▶ _The problem_
In the entries below, copy without any change the stretch from the line containing "Note: point out the white lane" through the line containing "point(57, 762)", including both of those lines.

▶ _Material provided_
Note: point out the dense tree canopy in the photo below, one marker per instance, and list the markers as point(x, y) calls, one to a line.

==

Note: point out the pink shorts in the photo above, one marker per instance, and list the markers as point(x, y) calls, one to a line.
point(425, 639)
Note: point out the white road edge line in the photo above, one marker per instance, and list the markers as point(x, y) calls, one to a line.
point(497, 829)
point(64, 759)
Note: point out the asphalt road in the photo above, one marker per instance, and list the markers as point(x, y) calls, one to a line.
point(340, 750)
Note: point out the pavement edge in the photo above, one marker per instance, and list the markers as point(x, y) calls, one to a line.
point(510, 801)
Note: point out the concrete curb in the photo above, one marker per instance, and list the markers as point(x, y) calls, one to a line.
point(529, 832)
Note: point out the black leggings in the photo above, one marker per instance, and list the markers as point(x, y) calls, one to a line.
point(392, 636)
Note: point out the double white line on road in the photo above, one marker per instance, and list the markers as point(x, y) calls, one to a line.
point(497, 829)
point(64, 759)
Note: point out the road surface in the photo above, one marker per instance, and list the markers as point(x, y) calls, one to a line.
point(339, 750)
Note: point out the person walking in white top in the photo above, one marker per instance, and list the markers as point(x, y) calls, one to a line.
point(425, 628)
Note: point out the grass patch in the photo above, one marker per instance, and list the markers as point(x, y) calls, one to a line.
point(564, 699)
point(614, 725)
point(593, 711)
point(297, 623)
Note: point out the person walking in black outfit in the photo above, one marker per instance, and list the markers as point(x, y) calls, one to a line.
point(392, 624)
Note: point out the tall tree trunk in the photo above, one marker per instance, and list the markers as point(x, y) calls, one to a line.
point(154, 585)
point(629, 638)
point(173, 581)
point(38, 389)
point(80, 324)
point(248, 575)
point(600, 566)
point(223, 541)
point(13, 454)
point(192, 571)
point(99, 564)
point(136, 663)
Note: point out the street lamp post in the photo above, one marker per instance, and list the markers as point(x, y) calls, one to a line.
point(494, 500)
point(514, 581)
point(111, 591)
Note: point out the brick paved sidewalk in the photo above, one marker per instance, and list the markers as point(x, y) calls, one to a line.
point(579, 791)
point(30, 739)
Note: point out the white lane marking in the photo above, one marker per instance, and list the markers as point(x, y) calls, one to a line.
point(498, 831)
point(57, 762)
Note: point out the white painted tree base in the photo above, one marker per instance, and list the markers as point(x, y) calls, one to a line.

* * *

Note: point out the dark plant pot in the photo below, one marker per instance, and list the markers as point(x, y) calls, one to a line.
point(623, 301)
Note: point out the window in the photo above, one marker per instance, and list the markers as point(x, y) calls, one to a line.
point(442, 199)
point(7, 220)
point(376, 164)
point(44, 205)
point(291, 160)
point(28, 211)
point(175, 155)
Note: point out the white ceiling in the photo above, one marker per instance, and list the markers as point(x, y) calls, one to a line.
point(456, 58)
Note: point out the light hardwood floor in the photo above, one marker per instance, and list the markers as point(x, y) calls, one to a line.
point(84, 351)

▶ _Solution to this problem_
Note: point out the white lane marking in the photo above, one marker per instance, and list the markers as point(x, y) calls, one to a line.
point(498, 831)
point(57, 762)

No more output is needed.